## EXERCISE INSTRUCTIONS
Should a line in the entries below contain "walking", return that line.
═══ EXTRACTED INFORMATION
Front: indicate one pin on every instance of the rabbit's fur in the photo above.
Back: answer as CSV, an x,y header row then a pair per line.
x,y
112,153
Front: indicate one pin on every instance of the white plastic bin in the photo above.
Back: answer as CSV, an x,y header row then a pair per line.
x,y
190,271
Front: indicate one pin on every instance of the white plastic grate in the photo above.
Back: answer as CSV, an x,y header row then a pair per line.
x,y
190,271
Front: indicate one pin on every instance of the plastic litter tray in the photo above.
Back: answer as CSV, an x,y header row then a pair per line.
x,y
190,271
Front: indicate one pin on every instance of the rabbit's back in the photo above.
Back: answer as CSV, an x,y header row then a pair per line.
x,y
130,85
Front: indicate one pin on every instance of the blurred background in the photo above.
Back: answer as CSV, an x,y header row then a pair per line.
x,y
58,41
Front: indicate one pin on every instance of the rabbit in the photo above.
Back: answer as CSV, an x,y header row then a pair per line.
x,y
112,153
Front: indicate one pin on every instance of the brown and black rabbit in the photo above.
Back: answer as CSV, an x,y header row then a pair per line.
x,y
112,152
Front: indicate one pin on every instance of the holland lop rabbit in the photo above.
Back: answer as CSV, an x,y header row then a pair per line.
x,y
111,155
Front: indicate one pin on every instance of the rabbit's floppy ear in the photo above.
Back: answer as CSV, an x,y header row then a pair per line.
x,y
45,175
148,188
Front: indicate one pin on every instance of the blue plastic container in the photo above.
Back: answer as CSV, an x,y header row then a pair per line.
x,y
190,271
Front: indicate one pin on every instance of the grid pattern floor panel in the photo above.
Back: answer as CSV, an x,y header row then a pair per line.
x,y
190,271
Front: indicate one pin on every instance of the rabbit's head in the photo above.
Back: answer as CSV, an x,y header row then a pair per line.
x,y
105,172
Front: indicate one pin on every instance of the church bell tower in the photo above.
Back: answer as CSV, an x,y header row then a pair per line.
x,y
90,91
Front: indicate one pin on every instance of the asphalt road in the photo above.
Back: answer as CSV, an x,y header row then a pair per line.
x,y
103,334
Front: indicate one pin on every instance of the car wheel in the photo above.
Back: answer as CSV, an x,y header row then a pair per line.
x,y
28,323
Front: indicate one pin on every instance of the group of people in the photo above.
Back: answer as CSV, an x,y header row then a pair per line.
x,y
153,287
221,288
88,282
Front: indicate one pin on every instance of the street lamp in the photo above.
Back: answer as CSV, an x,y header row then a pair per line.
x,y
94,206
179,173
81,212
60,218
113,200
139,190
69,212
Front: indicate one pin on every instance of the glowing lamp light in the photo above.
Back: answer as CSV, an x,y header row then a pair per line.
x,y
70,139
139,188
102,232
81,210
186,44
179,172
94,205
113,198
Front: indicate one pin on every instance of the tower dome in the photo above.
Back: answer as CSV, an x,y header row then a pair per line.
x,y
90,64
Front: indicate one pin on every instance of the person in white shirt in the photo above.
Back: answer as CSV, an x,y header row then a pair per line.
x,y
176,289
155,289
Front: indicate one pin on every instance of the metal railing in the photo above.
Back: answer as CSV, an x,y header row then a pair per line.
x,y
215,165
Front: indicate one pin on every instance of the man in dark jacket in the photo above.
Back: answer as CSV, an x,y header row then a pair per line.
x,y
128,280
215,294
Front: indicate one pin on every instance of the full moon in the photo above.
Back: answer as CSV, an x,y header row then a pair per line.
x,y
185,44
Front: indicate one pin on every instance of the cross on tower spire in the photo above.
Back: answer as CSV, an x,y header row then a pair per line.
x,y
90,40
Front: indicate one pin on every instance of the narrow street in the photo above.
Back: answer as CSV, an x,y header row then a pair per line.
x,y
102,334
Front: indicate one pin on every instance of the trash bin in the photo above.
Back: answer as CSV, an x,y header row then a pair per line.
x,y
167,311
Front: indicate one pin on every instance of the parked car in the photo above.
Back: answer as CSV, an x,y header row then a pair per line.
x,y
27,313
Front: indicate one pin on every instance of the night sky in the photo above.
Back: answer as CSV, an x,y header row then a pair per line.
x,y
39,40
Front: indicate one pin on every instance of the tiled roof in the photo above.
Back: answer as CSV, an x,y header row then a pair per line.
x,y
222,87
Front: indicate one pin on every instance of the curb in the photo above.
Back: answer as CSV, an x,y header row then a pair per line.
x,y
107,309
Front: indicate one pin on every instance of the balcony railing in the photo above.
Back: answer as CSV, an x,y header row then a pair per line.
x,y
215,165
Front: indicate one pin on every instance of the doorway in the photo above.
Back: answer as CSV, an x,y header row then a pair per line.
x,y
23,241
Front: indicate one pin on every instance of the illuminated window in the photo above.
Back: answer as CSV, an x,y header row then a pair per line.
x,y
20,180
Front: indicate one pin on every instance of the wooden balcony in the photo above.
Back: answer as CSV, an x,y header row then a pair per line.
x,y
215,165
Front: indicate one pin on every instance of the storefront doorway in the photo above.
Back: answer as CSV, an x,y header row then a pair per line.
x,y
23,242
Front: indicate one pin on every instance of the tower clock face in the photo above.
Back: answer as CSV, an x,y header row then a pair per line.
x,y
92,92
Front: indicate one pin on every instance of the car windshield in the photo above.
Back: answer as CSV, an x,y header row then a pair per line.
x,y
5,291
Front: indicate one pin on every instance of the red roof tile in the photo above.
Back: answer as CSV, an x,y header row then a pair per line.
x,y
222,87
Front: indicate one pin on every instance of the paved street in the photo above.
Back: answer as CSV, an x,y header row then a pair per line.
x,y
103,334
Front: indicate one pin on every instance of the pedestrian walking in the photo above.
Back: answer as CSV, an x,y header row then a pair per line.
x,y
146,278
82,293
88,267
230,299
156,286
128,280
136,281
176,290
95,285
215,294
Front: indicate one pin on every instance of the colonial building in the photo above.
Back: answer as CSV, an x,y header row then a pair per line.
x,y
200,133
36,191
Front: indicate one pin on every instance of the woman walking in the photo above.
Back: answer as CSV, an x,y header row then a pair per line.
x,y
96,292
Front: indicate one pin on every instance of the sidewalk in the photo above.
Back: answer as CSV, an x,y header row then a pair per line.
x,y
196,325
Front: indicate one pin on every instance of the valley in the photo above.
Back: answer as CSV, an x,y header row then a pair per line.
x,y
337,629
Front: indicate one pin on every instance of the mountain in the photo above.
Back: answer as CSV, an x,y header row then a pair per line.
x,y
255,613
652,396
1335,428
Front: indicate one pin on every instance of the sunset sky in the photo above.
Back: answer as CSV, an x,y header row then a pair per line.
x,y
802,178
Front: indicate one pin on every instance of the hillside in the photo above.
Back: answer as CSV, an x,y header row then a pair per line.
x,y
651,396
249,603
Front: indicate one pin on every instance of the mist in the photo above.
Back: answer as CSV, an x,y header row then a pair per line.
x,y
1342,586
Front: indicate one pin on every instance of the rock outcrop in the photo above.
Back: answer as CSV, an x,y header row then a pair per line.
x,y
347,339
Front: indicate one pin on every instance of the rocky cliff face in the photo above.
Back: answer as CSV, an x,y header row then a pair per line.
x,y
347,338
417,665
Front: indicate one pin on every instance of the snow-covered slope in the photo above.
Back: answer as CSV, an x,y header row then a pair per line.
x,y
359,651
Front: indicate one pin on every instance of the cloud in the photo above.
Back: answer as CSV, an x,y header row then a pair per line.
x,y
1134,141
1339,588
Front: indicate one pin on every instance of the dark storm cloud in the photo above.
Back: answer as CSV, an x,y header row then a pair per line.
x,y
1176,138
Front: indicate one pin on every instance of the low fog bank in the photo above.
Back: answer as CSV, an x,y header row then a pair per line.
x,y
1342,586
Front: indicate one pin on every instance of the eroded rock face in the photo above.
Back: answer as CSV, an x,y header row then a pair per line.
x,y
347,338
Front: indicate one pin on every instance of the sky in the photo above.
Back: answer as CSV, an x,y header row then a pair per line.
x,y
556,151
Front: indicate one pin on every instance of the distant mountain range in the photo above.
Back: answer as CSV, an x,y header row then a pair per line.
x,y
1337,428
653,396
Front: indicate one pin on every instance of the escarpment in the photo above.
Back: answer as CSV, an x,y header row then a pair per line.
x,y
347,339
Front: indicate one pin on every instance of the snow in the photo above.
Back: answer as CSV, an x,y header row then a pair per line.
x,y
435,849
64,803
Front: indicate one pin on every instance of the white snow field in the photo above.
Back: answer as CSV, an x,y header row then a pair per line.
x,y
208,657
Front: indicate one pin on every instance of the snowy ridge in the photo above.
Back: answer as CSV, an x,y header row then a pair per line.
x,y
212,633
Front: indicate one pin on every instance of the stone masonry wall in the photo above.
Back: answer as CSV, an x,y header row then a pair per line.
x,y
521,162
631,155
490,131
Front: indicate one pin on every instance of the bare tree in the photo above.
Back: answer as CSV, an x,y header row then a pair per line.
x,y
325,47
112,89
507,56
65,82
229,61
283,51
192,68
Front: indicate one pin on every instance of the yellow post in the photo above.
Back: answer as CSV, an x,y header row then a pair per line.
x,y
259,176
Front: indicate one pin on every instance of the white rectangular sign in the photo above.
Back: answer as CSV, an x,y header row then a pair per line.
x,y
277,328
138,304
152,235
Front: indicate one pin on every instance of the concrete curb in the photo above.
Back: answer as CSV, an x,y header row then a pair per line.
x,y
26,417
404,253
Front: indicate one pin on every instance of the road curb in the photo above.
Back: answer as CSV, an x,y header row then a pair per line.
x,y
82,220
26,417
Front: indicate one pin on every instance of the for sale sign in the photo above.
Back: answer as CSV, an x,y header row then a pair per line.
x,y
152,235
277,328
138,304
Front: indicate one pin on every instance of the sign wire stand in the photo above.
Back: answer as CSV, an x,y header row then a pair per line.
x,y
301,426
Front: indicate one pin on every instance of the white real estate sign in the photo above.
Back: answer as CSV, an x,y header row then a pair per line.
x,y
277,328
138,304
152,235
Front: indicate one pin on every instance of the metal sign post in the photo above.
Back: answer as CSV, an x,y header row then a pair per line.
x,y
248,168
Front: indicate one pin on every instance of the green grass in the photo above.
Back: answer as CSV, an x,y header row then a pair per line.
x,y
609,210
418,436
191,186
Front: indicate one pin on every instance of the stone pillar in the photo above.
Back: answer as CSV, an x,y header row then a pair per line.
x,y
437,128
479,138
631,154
══════
## FINISHED TASK
Front: indicate one pin on every instance of the pedestrian walking in the photo above.
Front: indicate one pin on every instance of the woman walking in the photo above.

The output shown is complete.